→ **Source extract**

'''

Readings are hyperlinked. Simply hover over the passage or click Morning/Evening Reading (email version).

Morning Readings:

Pray Psalm 116 | Read Romans 10

  • Praying the Psalms: Read slowly. Take note of words and phrases. Bring them before the Lord in prayer and personalize the passage as you pray.
  • NT Context: The letter to the Romans is a piece of exuberant and passionate thinking. This is the glorious life of the mind enlisted in the service of God. Paul takes the well-witnessed and devoutly believed fact of the life, death, and resurrection of Jesus of Nazareth and thinks through its implications. How does it happen that in the death and resurrection of Jesus, world history took a new direction, and at the same moment the life of every man, woman, and child on the planet was eternally affected? What is God up to? What does it mean that Jesus “saves”? What’s behind all this, and where is it going? Meditate on the passage, noting a few words or a phrase that stood out. Take them to God in prayer.

Evening Readings:

Pray Psalm 117 | Read Numbers 11

  • OT Context: “The book of Numbers plunges us into the mess of growing up. The pages in this section of the biblical story give us a realistic feel for what is involved in being included in the people of God, which is to say, a human community that honors God, lives out love and justice in daily affairs, learns how to deal with sin in oneself and others, and follows God’s commands into a future of blessing. And all this without illusions. The Bible, our primary text for showing us what it means to be a human being created by God and called to a life of obedient faith and sacrificial love, nowhere suggests that life is simple or even “natural.” We need a lot of help.Wise discipline is required in becoming a people of God. Reflect on the passage. Who was the original audience, and what was their situation? How is that relevant to you today?

Sermon Devo

Over the next few months our sermon series will explore who God is and what it means for us as His Creation to know Him. Each day this devo will tread along a variety of paths connected to the week’s theme in Knowing God.Consider this your invitation to come along for the ride as we head into the wilds of coming to know and experience God’s person and grace.

'''

→ **Written request 1**
Count the lines in the records below that contain the string "white". Reply with the number alone.

[Excerpts from a detection dataset]
'''

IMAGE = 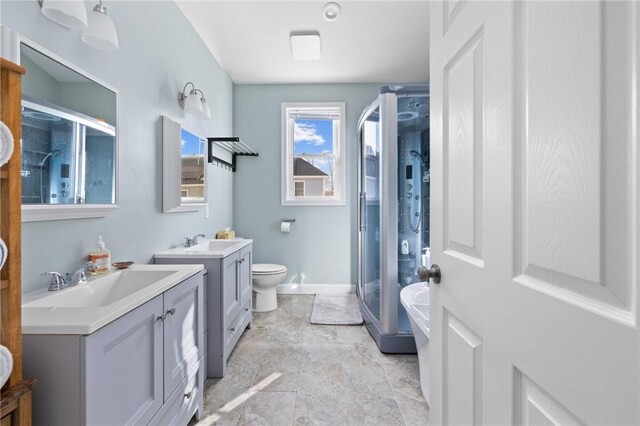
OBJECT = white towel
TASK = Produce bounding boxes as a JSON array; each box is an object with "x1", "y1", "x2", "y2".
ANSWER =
[
  {"x1": 0, "y1": 121, "x2": 13, "y2": 166},
  {"x1": 0, "y1": 345, "x2": 13, "y2": 387}
]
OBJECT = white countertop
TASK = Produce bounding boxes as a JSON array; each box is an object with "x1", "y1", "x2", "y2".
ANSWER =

'''

→ **Written request 2**
Quote the reading plan above word for word, from "Over the next" to "person and grace.".

→ **Complete response 1**
2

→ **Complete response 2**
Over the next few months our sermon series will explore who God is and what it means for us as His Creation to know Him. Each day this devo will tread along a variety of paths connected to the week’s theme in Knowing God.Consider this your invitation to come along for the ride as we head into the wilds of coming to know and experience God’s person and grace.